EXTRACTED MATERIAL Block Start

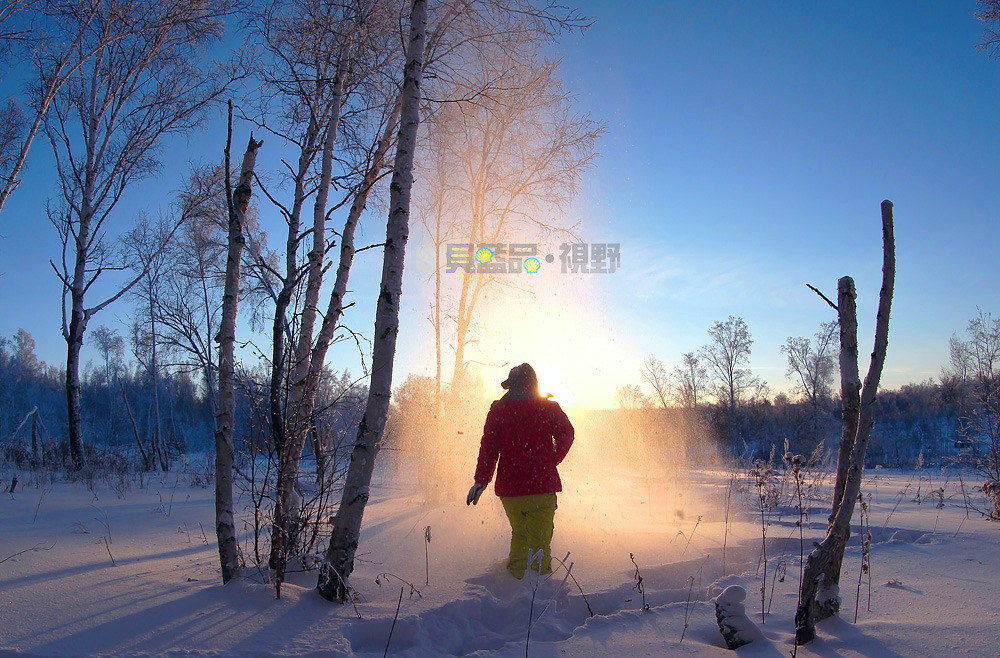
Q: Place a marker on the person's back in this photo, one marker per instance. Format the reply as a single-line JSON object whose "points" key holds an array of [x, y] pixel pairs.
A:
{"points": [[525, 438], [531, 437]]}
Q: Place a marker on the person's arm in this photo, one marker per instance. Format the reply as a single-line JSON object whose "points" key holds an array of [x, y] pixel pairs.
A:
{"points": [[562, 432], [489, 448]]}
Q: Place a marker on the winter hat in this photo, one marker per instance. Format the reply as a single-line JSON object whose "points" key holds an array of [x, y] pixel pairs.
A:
{"points": [[522, 376]]}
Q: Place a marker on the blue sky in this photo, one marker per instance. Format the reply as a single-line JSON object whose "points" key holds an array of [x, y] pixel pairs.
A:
{"points": [[748, 147]]}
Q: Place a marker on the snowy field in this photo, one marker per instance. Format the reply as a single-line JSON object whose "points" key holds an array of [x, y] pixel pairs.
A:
{"points": [[932, 589]]}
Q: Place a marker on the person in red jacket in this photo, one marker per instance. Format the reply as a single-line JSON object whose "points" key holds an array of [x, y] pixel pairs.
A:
{"points": [[529, 435]]}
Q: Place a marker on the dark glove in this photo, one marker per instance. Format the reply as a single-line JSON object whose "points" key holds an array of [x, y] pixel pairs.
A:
{"points": [[474, 493]]}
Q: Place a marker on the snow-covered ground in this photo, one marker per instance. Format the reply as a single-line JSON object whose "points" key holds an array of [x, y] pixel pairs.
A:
{"points": [[934, 574]]}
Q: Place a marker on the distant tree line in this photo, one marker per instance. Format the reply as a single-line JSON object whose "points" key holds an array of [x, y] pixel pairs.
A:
{"points": [[729, 412]]}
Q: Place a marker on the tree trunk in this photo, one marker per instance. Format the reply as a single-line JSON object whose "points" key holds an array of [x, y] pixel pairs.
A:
{"points": [[239, 200], [297, 426], [850, 386], [339, 562], [819, 595], [74, 342]]}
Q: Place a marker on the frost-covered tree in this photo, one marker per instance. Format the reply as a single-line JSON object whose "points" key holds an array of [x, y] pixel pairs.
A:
{"points": [[819, 589], [975, 362], [813, 364], [727, 357], [237, 201], [690, 380], [140, 80]]}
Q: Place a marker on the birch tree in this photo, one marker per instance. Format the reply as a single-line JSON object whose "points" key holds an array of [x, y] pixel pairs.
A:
{"points": [[238, 201], [105, 126], [61, 36], [339, 563], [691, 379], [518, 160], [339, 52], [819, 593]]}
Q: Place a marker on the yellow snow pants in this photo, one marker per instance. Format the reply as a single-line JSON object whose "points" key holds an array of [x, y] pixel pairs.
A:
{"points": [[531, 524]]}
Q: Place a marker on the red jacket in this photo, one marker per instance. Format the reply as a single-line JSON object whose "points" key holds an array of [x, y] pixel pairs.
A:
{"points": [[530, 437]]}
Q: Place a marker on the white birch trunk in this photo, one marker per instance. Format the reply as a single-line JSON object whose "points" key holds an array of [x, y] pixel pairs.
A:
{"points": [[225, 527], [300, 414], [339, 561], [819, 590]]}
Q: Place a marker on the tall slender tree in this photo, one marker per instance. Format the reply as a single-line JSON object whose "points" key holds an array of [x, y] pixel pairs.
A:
{"points": [[238, 201], [819, 593], [339, 562], [105, 125]]}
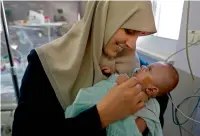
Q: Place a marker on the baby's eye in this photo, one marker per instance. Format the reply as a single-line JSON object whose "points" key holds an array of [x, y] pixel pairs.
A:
{"points": [[136, 70]]}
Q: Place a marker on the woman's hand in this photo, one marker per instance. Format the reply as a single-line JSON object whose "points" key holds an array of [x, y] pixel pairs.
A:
{"points": [[121, 101]]}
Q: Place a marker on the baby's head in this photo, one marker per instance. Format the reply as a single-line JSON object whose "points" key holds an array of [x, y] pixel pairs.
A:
{"points": [[157, 78]]}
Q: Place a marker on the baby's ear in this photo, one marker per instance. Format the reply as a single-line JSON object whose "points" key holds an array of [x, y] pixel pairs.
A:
{"points": [[152, 91], [122, 78]]}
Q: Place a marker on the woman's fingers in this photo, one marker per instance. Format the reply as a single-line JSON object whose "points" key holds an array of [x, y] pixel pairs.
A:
{"points": [[142, 97], [131, 82], [122, 78]]}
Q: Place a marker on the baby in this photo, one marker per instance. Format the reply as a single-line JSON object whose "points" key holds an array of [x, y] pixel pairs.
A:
{"points": [[156, 79]]}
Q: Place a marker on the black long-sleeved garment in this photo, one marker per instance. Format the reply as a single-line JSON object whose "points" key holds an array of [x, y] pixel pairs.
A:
{"points": [[39, 112]]}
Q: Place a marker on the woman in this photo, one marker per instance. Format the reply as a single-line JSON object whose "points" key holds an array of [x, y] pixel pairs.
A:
{"points": [[56, 71]]}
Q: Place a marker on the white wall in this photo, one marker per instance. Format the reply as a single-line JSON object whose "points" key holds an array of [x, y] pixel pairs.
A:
{"points": [[194, 52], [156, 47], [186, 85]]}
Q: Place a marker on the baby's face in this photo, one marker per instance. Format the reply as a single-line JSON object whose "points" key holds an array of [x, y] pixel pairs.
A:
{"points": [[158, 73]]}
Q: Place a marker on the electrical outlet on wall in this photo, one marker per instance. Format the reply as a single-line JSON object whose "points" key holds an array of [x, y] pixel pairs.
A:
{"points": [[194, 37]]}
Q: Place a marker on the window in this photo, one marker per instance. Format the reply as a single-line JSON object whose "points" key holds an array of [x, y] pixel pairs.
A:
{"points": [[168, 14]]}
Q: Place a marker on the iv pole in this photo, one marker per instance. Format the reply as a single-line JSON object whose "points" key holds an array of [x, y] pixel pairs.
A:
{"points": [[12, 70]]}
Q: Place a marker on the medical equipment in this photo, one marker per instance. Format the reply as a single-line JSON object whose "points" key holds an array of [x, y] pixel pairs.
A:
{"points": [[174, 113]]}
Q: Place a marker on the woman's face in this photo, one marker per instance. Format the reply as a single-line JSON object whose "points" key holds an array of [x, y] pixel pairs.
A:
{"points": [[123, 38]]}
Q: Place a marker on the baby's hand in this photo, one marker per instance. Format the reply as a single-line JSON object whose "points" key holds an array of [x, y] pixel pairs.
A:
{"points": [[141, 124], [122, 78]]}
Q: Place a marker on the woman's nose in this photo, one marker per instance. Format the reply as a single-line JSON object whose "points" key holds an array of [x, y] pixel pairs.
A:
{"points": [[131, 42]]}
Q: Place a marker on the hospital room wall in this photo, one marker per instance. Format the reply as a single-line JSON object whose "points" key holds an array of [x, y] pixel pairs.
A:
{"points": [[186, 85], [160, 48], [70, 9], [194, 52]]}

EXTRACTED MATERIAL Block End

**EXERCISE DIRECTIONS**
Which lines of the records above contain the word "trunk"? Report each one in full.

**RESPONSE FOR THIS EXERCISE**
Q: Place a marker on the tree trunk in this photo, one marker per instance. Format the reply as a single-line JSON object whose "points" key holds an array of [x, y] pixel pairs.
Q: Place a marker on the white birch trunk in this photo, one marker per instance. Format the reply as a single-line JSON object whose "points" key holds an array of [x, y] pixel pairs.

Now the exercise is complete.